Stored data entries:
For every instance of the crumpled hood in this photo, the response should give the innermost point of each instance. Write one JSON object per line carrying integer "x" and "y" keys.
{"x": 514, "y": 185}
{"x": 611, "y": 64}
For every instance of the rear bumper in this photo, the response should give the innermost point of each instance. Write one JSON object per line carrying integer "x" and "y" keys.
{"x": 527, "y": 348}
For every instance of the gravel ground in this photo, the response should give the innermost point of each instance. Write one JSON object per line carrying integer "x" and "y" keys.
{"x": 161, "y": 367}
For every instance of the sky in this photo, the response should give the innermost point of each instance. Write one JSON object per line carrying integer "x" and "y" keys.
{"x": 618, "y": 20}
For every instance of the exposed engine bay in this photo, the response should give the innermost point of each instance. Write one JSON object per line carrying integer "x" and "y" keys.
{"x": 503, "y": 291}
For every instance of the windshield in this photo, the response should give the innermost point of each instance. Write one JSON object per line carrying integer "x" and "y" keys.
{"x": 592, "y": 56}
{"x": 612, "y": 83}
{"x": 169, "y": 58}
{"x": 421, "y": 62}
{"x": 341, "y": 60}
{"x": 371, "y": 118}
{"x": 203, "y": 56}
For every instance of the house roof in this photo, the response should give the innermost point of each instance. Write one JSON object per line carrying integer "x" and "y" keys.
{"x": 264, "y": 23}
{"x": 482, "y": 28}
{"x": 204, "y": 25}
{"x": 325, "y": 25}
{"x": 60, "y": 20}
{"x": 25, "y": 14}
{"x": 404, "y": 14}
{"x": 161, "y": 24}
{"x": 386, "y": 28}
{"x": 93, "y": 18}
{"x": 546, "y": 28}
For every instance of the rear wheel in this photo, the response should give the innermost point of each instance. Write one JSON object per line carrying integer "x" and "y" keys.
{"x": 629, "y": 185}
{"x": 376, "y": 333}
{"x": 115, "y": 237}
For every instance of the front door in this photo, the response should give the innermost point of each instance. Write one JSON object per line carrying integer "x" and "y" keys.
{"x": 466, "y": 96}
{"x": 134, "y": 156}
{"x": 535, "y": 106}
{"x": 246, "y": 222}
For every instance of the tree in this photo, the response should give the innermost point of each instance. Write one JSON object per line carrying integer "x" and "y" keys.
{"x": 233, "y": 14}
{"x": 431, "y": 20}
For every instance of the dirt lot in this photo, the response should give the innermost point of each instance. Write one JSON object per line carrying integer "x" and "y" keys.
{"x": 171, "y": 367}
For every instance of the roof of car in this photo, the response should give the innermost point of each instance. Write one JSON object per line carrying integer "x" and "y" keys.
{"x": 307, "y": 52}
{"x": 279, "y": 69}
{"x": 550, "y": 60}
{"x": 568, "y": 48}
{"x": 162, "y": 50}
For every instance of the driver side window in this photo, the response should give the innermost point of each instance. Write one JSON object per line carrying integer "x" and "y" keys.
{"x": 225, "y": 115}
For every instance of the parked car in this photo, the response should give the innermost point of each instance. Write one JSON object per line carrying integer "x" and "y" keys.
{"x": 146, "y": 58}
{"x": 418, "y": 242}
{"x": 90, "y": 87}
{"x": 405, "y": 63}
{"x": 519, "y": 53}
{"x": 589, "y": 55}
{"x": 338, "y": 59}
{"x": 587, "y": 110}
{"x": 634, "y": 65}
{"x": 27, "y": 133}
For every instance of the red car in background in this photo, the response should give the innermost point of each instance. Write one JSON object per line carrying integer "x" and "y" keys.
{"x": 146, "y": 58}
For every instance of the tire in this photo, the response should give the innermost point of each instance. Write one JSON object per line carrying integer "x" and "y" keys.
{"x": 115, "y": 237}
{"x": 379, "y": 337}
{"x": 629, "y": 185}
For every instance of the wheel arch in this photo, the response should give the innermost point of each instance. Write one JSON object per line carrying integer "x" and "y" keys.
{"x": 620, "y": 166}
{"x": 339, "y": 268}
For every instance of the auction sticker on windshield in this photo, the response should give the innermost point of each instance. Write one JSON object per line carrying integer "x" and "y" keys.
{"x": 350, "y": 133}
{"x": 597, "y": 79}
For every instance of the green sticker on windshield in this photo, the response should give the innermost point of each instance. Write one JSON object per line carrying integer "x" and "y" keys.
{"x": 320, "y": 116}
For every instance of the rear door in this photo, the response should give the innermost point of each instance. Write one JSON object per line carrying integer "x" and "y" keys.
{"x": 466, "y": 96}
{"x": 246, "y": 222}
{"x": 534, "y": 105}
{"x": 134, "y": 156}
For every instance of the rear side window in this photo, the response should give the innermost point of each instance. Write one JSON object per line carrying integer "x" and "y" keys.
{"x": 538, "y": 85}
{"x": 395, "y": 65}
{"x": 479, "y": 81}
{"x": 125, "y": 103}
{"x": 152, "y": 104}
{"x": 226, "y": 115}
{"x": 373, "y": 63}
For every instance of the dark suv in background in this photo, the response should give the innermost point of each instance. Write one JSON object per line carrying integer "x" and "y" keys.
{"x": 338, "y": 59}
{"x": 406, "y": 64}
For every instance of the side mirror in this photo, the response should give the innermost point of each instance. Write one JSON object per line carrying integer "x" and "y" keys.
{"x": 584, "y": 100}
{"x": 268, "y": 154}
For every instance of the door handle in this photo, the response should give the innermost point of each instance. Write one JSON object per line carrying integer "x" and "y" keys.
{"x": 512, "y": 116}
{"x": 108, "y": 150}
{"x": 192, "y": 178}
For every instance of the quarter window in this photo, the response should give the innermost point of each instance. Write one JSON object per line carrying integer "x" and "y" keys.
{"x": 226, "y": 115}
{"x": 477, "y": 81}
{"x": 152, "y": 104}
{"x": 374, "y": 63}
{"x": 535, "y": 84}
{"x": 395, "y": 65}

==

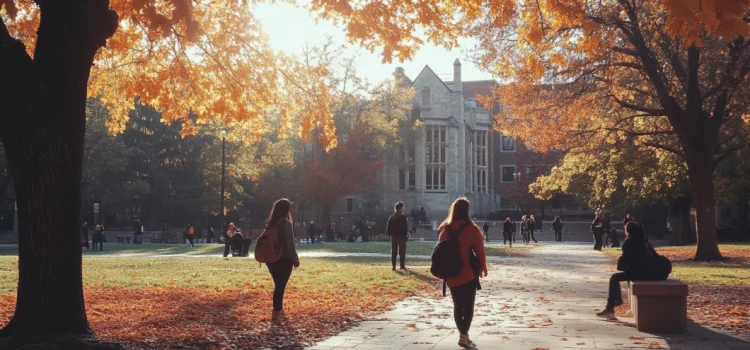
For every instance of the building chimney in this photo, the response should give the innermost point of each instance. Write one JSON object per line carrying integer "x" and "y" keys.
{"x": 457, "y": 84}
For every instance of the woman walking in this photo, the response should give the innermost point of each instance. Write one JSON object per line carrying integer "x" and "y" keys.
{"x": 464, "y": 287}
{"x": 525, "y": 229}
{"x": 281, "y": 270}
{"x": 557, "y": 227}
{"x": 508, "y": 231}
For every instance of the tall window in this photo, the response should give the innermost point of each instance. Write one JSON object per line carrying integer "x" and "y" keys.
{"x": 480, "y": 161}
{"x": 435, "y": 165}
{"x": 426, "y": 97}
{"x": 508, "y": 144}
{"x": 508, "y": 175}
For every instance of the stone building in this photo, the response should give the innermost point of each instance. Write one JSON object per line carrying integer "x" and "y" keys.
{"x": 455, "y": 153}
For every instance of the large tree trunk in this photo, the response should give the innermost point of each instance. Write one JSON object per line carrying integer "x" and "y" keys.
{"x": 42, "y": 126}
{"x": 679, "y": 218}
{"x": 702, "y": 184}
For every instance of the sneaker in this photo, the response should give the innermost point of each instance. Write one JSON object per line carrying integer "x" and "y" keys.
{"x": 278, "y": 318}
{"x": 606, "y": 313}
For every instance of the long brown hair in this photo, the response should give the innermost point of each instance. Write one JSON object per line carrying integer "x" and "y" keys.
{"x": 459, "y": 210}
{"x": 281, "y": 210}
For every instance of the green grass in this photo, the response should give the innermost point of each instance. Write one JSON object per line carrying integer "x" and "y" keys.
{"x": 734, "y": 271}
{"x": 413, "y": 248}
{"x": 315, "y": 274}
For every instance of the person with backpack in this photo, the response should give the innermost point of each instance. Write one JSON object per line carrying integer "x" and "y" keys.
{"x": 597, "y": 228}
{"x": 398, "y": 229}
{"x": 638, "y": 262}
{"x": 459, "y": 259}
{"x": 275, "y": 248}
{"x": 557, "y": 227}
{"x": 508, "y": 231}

WHAT THE EXERCISE ASKS: Pull out every row above that contains the word "door", treating uppercase and lowercase as different. Copy each matching row in full.

CORRECT OUTPUT:
For every instance of the front door in this photo, the response should give the innermost point of each instance. Write one JSON object per line carrying integer "x" and "y" keys.
For every instance of the rear door in this photo, the response should give the innermost point of each instance. Write one JSON object per line carrying integer "x" and "y" keys.
For every instance of the door handle in this photo, the response should give the innermost point of each instance. Write one JSON object per line carrying integer "x" and "y" keys.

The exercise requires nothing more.